Required tasks:
(1) List every place on Earth that the passage about possible traces of life on Mars mentions by name.
(2) Write the next few sentences of the passage about possible traces of life on Mars, following on from its final sentence.

Passage to read:
------

Scientists from the Imperial College London, in the UK, determined that there may be nearly 12,000 huge pools of organic compounds on Mars which would represent vestiges of an extinguished form of life.

“Mars hosted water billions of years ago, which means that some form of life could have thrived there. If life existed before the water dried up, it would probably have left traces that are still preserved in the Martian rock today,” explained Mark Sephton from the Imperial College Of London.

The Dorset, in the United Kingdom, is the homeland to very acidic sulfur currents that house bacteria that prosper in these very harsh environments. One such setting, located in St. Oswald’s Bay, might be the most interesting one in the whole world, as it is almost a 1-to-1 replica of the conditions on Mars.

Evidence of fatty acids in the acidic currents in Dorset, in the UK, might prove that life on Mars existed at some point in the Red Planet’s history

The researchers approached the scenery as a model for Mars and surveyed the organic matter stored in the rock deposits surrounding the place. Iron-rich goethite ore is processed into hematite, a highly popular material on Mars which makes the planet looking reddish.

------

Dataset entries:

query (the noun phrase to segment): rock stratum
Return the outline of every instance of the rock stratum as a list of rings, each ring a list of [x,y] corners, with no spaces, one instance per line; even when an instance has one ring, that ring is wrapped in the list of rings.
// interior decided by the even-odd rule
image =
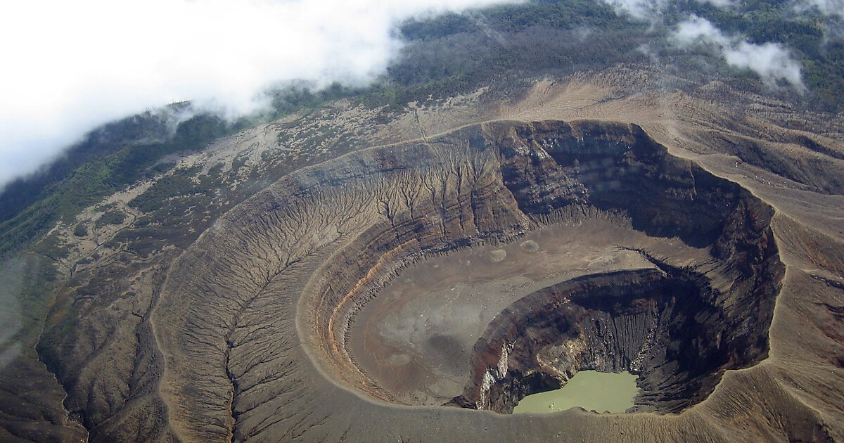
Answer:
[[[555,211],[572,207],[624,211],[638,230],[711,244],[709,267],[716,275],[671,269],[664,276],[603,276],[596,278],[603,282],[587,278],[570,284],[579,289],[550,288],[522,299],[517,303],[528,311],[517,308],[522,314],[514,317],[504,312],[476,345],[474,365],[483,367],[463,398],[506,410],[508,401],[499,397],[528,393],[512,385],[530,384],[534,348],[541,353],[560,345],[571,334],[559,323],[578,316],[565,312],[569,306],[553,308],[565,294],[609,321],[625,311],[641,317],[631,321],[629,336],[601,337],[595,324],[595,333],[583,335],[583,352],[593,357],[581,365],[598,365],[598,355],[618,349],[617,358],[628,363],[603,363],[604,369],[630,369],[632,353],[648,346],[641,370],[653,387],[643,397],[657,410],[679,412],[700,402],[724,369],[766,356],[782,273],[770,208],[735,184],[672,158],[635,126],[487,123],[304,170],[240,205],[200,237],[168,273],[152,312],[165,359],[160,389],[176,435],[241,440],[318,431],[311,437],[339,440],[356,424],[372,432],[365,430],[371,426],[364,419],[369,413],[396,428],[379,429],[385,436],[476,426],[472,412],[397,408],[344,389],[389,400],[346,352],[350,316],[410,262],[473,241],[514,238],[542,216],[550,219]],[[562,333],[552,333],[549,323]],[[519,336],[529,328],[550,337]],[[625,341],[632,343],[621,344]],[[501,367],[501,346],[512,356],[504,355],[508,369],[484,386],[479,373]],[[575,365],[577,357],[571,359],[568,365]],[[331,413],[349,402],[360,403],[357,418]],[[381,410],[365,413],[368,408]],[[338,415],[349,420],[345,427],[329,424]],[[405,424],[416,429],[400,430]],[[802,431],[814,437],[822,429]]]
[[[600,95],[571,84],[565,100],[539,84],[531,94],[541,99],[522,103],[541,106],[501,111],[504,120],[463,116],[470,124],[457,129],[447,113],[414,111],[421,138],[391,138],[406,127],[387,127],[368,138],[375,147],[302,159],[241,200],[232,186],[218,196],[230,205],[223,215],[185,226],[197,233],[189,240],[146,255],[117,248],[72,267],[37,344],[49,372],[35,363],[3,372],[3,436],[844,438],[842,206],[840,183],[824,178],[841,162],[789,169],[771,154],[782,146],[749,149],[738,129],[629,119],[639,126],[621,117],[624,104],[560,111],[571,94]],[[437,128],[445,132],[429,135]],[[746,162],[700,148],[710,143]],[[207,155],[227,165],[241,158]],[[782,165],[779,178],[755,169],[766,162]],[[506,297],[479,299],[471,331],[457,317],[414,336],[367,326],[447,312],[436,300],[380,310],[403,276],[428,275],[431,288],[459,283],[459,271],[437,264],[461,254],[476,254],[482,277],[506,267],[536,276]],[[360,334],[402,359],[365,361]],[[427,360],[419,349],[432,349]],[[453,365],[438,366],[441,355]],[[415,372],[401,370],[408,361]],[[508,413],[582,370],[638,374],[630,413]],[[26,370],[58,383],[25,393],[14,381]]]

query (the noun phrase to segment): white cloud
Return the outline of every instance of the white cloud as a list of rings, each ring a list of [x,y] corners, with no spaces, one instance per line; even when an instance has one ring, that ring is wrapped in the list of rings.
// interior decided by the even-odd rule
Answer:
[[[734,4],[734,0],[695,0],[699,3],[709,3],[716,8],[728,8]]]
[[[604,0],[618,14],[627,13],[639,19],[655,21],[668,0]]]
[[[812,7],[816,7],[826,15],[844,16],[844,0],[798,0],[794,5],[798,12],[803,12]]]
[[[692,16],[674,30],[673,38],[680,46],[695,44],[711,45],[718,48],[730,66],[750,69],[762,82],[774,87],[785,80],[798,90],[803,90],[800,63],[779,43],[750,43],[741,36],[725,35],[709,20]]]
[[[192,100],[240,114],[279,82],[366,84],[400,49],[402,20],[507,1],[3,2],[0,186],[147,108]]]

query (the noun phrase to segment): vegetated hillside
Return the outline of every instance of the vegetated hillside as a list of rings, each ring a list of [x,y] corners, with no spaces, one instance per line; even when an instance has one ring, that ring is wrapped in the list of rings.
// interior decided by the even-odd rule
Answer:
[[[771,90],[749,71],[727,66],[704,46],[691,51],[674,47],[668,40],[670,30],[692,14],[751,42],[786,45],[803,66],[808,93],[801,96],[787,88]],[[385,111],[398,111],[408,102],[448,97],[491,84],[517,94],[528,84],[526,78],[544,74],[565,76],[616,63],[655,63],[689,80],[720,78],[740,89],[780,95],[815,110],[840,111],[844,105],[839,97],[844,90],[844,40],[836,40],[835,31],[841,29],[841,16],[813,10],[796,14],[793,4],[786,1],[744,2],[719,8],[686,0],[672,3],[653,24],[619,14],[594,0],[535,1],[410,21],[400,30],[408,42],[400,58],[365,89],[335,84],[311,92],[300,85],[272,92],[273,108],[266,115],[233,123],[208,114],[180,122],[179,113],[187,114],[189,108],[181,104],[94,131],[66,156],[12,182],[0,193],[0,254],[28,244],[96,198],[163,171],[169,166],[160,161],[165,155],[199,149],[238,129],[342,97],[369,106],[387,105]]]
[[[403,143],[403,149],[414,152],[408,148],[409,143],[418,146],[419,152],[425,151],[429,143],[436,146],[441,143],[443,132],[451,133],[468,125],[500,119],[584,118],[640,124],[672,154],[693,158],[702,168],[740,183],[776,208],[771,226],[777,244],[783,245],[783,261],[787,258],[789,272],[786,289],[777,301],[779,321],[773,322],[776,327],[771,334],[771,349],[779,355],[798,349],[800,363],[807,366],[796,374],[789,371],[792,362],[787,359],[771,360],[754,370],[725,375],[722,383],[731,392],[744,392],[742,386],[764,386],[762,397],[753,397],[745,415],[733,419],[747,431],[745,438],[755,435],[752,429],[763,426],[760,423],[775,423],[771,435],[782,438],[842,435],[844,431],[836,425],[841,423],[838,419],[841,412],[835,402],[840,398],[836,397],[840,386],[836,380],[825,378],[839,370],[838,356],[844,354],[839,346],[841,332],[835,326],[844,309],[836,301],[835,292],[841,287],[836,276],[844,272],[844,249],[841,246],[844,228],[841,226],[838,200],[844,189],[841,178],[844,177],[841,143],[844,125],[840,114],[825,111],[840,109],[836,108],[841,103],[836,101],[833,93],[840,90],[836,89],[835,82],[841,78],[841,46],[835,41],[819,41],[812,30],[834,25],[831,22],[835,19],[815,13],[789,14],[791,6],[782,2],[749,2],[738,8],[722,11],[697,2],[680,3],[666,10],[652,26],[619,16],[605,4],[592,1],[533,2],[466,16],[409,22],[401,30],[408,40],[401,57],[383,78],[365,89],[335,85],[313,92],[297,87],[276,92],[273,109],[266,116],[236,122],[198,114],[175,124],[181,119],[174,122],[153,113],[95,132],[73,149],[78,155],[69,155],[46,172],[16,182],[0,195],[4,208],[0,213],[0,255],[7,257],[4,272],[0,273],[0,301],[10,306],[8,312],[13,316],[20,313],[19,318],[11,322],[14,333],[0,341],[0,351],[4,356],[11,355],[10,363],[0,368],[0,440],[78,440],[86,435],[90,440],[138,436],[176,439],[173,423],[179,417],[202,411],[180,411],[181,415],[176,417],[174,413],[176,418],[171,419],[167,402],[173,402],[173,397],[160,388],[164,349],[170,349],[170,357],[173,353],[181,355],[182,351],[194,353],[192,355],[196,357],[199,352],[172,350],[173,343],[185,338],[178,331],[173,332],[172,325],[167,324],[161,314],[167,309],[156,307],[165,294],[171,267],[180,263],[178,257],[187,251],[192,254],[190,257],[201,256],[202,260],[226,260],[235,254],[215,257],[213,248],[230,247],[241,253],[248,246],[257,251],[250,259],[263,260],[278,252],[273,248],[284,243],[273,240],[234,245],[225,243],[226,240],[222,244],[205,240],[197,246],[200,235],[208,233],[206,237],[229,239],[227,226],[238,228],[252,223],[257,226],[253,234],[262,236],[266,234],[263,227],[255,220],[272,212],[284,213],[285,220],[298,220],[280,230],[283,233],[293,230],[292,243],[284,245],[293,251],[309,251],[311,240],[331,240],[336,235],[357,232],[354,230],[360,226],[356,219],[347,216],[360,208],[338,205],[371,203],[373,196],[380,195],[387,186],[386,181],[373,179],[365,183],[369,187],[365,186],[363,194],[343,191],[349,198],[339,203],[330,192],[321,193],[317,189],[312,194],[314,202],[306,202],[311,205],[308,208],[315,202],[326,204],[316,205],[313,211],[297,211],[291,202],[311,195],[308,192],[314,190],[309,185],[319,183],[320,188],[342,189],[338,184],[345,180],[343,177],[350,182],[361,182],[361,177],[370,171],[358,170],[372,162],[389,166],[389,174],[418,167],[412,156],[409,160],[407,160],[410,166],[402,165],[401,159],[391,158],[390,147]],[[684,51],[668,44],[666,39],[672,24],[691,12],[709,18],[725,30],[736,26],[737,31],[754,41],[774,40],[793,46],[793,51],[803,63],[809,91],[799,95],[789,88],[768,89],[755,74],[727,66],[711,50],[701,47]],[[777,36],[770,37],[766,32]],[[824,74],[820,83],[811,79],[811,63],[824,67],[817,71]],[[830,100],[825,101],[824,97]],[[461,139],[454,142],[454,149],[463,152],[460,150],[476,147],[471,143],[471,140]],[[358,159],[357,163],[349,163],[346,158],[326,167],[327,160],[373,146],[385,148],[350,157]],[[372,158],[376,152],[379,156]],[[463,159],[459,153],[449,155]],[[458,163],[455,158],[452,159]],[[395,165],[391,163],[393,161]],[[461,183],[477,178],[470,177],[466,170],[457,170]],[[302,177],[313,181],[297,181]],[[700,177],[696,172],[691,174],[682,186],[673,186],[667,193],[680,192],[678,189],[682,189],[680,193],[696,192],[695,181]],[[441,181],[436,183],[447,185],[453,180]],[[553,180],[546,177],[540,181]],[[543,183],[534,184],[541,188]],[[419,183],[408,183],[408,188],[410,185]],[[273,191],[262,191],[267,189]],[[279,197],[268,207],[256,206],[257,202],[266,203],[261,198],[248,200],[259,192],[289,197],[296,190],[304,193]],[[466,197],[461,186],[431,185],[425,190],[434,200],[443,200],[446,193]],[[530,192],[528,186],[525,192]],[[405,197],[399,194],[394,197],[398,200]],[[449,210],[468,213],[484,209],[473,208],[473,204],[482,203],[481,199],[462,202],[466,204]],[[400,203],[392,200],[376,203],[367,216],[384,224],[401,221],[394,211],[395,205]],[[509,208],[512,202],[506,203],[500,206]],[[262,213],[261,208],[268,208],[268,212]],[[337,208],[343,210],[338,212]],[[442,211],[446,216],[450,213],[445,207],[441,211],[436,205],[433,208],[430,212],[435,220],[437,216],[443,217]],[[487,209],[491,211],[490,208]],[[248,216],[237,219],[237,214],[243,213]],[[313,223],[306,223],[315,215]],[[496,213],[490,217],[509,219],[512,215]],[[221,217],[227,220],[225,224],[219,223]],[[339,221],[333,223],[335,219]],[[462,220],[449,219],[450,223]],[[753,220],[750,217],[733,221],[736,225],[744,225]],[[468,219],[462,221],[466,224],[461,229],[471,230]],[[294,225],[301,228],[301,232],[295,230]],[[324,229],[309,230],[321,227]],[[436,230],[431,232],[439,235]],[[367,242],[369,240],[372,238],[363,235],[356,241],[365,243],[367,247],[377,246],[377,242]],[[203,256],[208,251],[212,252]],[[377,257],[388,261],[389,256],[381,252]],[[269,402],[245,400],[263,392],[261,387],[239,384],[239,378],[247,373],[249,376],[243,380],[257,382],[256,386],[283,381],[281,384],[290,382],[297,389],[304,385],[295,374],[305,370],[304,367],[311,377],[309,380],[327,386],[317,390],[320,395],[330,394],[332,404],[338,402],[331,397],[336,394],[336,386],[327,379],[316,377],[311,360],[303,357],[295,319],[290,314],[297,297],[306,289],[300,284],[317,275],[314,267],[326,257],[316,253],[306,254],[300,260],[294,256],[287,258],[284,269],[241,267],[236,262],[230,275],[215,274],[214,278],[221,279],[216,283],[212,278],[187,281],[208,271],[199,264],[203,263],[202,260],[185,259],[179,265],[181,277],[174,277],[174,282],[183,278],[187,283],[182,283],[197,284],[209,297],[219,295],[215,291],[235,280],[252,280],[247,283],[252,285],[278,275],[282,277],[273,280],[274,284],[290,294],[289,297],[263,297],[260,292],[237,293],[233,294],[237,300],[246,297],[244,300],[252,300],[238,308],[240,314],[229,317],[229,311],[214,311],[221,318],[234,319],[226,323],[234,326],[218,343],[227,357],[215,359],[216,365],[205,368],[212,372],[214,381],[203,387],[209,390],[203,392],[209,394],[203,397],[204,401],[214,403],[205,409],[213,406],[214,413],[219,413],[223,419],[203,432],[225,435],[226,439],[276,431],[276,435],[291,439],[306,432],[306,440],[325,440],[327,435],[371,438],[371,429],[369,434],[355,435],[354,432],[362,431],[349,430],[355,424],[344,423],[342,418],[333,422],[337,429],[327,429],[320,419],[327,409],[308,409],[309,406],[297,409],[302,413],[300,414],[284,410],[285,413],[279,415],[260,410],[270,408]],[[350,269],[348,263],[335,264],[339,269]],[[289,272],[292,277],[288,278],[289,274],[282,271]],[[337,290],[333,287],[332,291]],[[172,287],[167,291],[167,302],[183,308],[179,305],[181,293]],[[235,299],[227,299],[227,302],[231,300]],[[283,305],[263,305],[270,302]],[[342,316],[348,311],[339,309],[343,306],[335,307],[338,308],[335,314],[340,314],[338,318],[344,320]],[[268,354],[259,353],[261,358],[252,361],[246,358],[249,354],[241,354],[248,347],[240,347],[235,342],[262,337],[261,331],[265,330],[256,327],[253,331],[260,321],[252,323],[255,317],[250,316],[265,308],[266,312],[282,313],[273,318],[282,325],[280,327],[287,328],[289,333],[284,334],[284,339],[295,343],[270,343]],[[322,308],[330,312],[332,306]],[[790,316],[810,321],[788,321]],[[167,343],[167,348],[160,342],[167,338],[154,331],[154,320],[161,322],[162,330],[170,331],[166,333],[173,334],[170,338],[175,342]],[[210,316],[195,320],[214,323]],[[219,335],[222,329],[214,324],[209,331]],[[800,326],[805,324],[832,326],[809,330]],[[343,327],[338,323],[333,326],[338,330]],[[805,343],[798,343],[803,340]],[[284,343],[291,348],[283,347]],[[276,359],[273,353],[277,351],[298,353],[296,358],[301,359],[296,360],[296,369],[291,372],[282,367],[260,373],[268,367],[263,358]],[[216,359],[220,354],[212,356]],[[747,361],[758,359],[754,356]],[[741,367],[744,365],[741,360],[737,359],[740,365],[729,367]],[[289,377],[289,374],[294,376]],[[824,395],[818,395],[819,386],[825,390]],[[214,397],[218,394],[220,397]],[[716,422],[718,424],[714,427],[706,424],[731,407],[732,403],[727,403],[729,399],[723,397],[703,401],[663,429],[697,429],[700,434],[695,435],[729,440],[721,435],[723,422]],[[455,424],[450,429],[468,427],[467,419],[473,424],[480,423],[477,414],[447,411],[426,410],[425,413],[430,415],[425,417],[433,418],[432,422],[419,419],[420,413],[416,410],[397,420],[378,421],[384,417],[380,413],[373,417],[375,422],[392,427],[381,429],[383,435],[392,432],[390,436],[396,439],[406,437],[404,431],[414,427],[419,435],[435,440],[465,437],[444,431],[440,427],[444,422],[440,419]],[[785,418],[776,415],[775,419],[769,414],[771,411],[775,415],[782,411],[787,413]],[[473,427],[484,428],[489,423],[490,429],[497,429],[496,435],[509,431],[515,438],[529,428],[536,438],[553,436],[542,434],[546,428],[541,426],[502,428],[501,423],[513,422],[481,417],[485,420],[484,426]],[[583,435],[590,429],[609,432],[607,429],[611,428],[600,418],[580,413],[565,417],[572,435]],[[431,423],[440,424],[429,425]],[[655,429],[651,424],[640,424],[631,432],[652,436],[648,434]],[[176,425],[184,426],[184,423]],[[344,434],[344,429],[351,434]],[[480,434],[472,437],[485,438]],[[603,437],[606,435],[596,438]]]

------

Results:
(1) The UK (also called the United Kingdom), Dorset, St. Oswald's Bay

(2)
According to the scientists’ findings, if a terrestrial iron-rich rock mineral can house evidence of life, such as bacteria and fatty acids, then, its Mars’ counterpart has to contain evidence of a long-extinguished life form that populated the Red Planet once, if there has been any.

Scientists¬†found that iron-rich rocks from the St. Oswald’s Bay carried numerous microbes and contained signs of fossilized organic remnants.

On the basis of how many rocks originate from acidic conditions on Mars and supposing that the amount of fatty acids present in Martian rock formations is as high as the one found on Earth, there could be as many as 12,000 huge pools filled with organic matter that would be a irrefutable hint that, once in the past, life on Mars existed.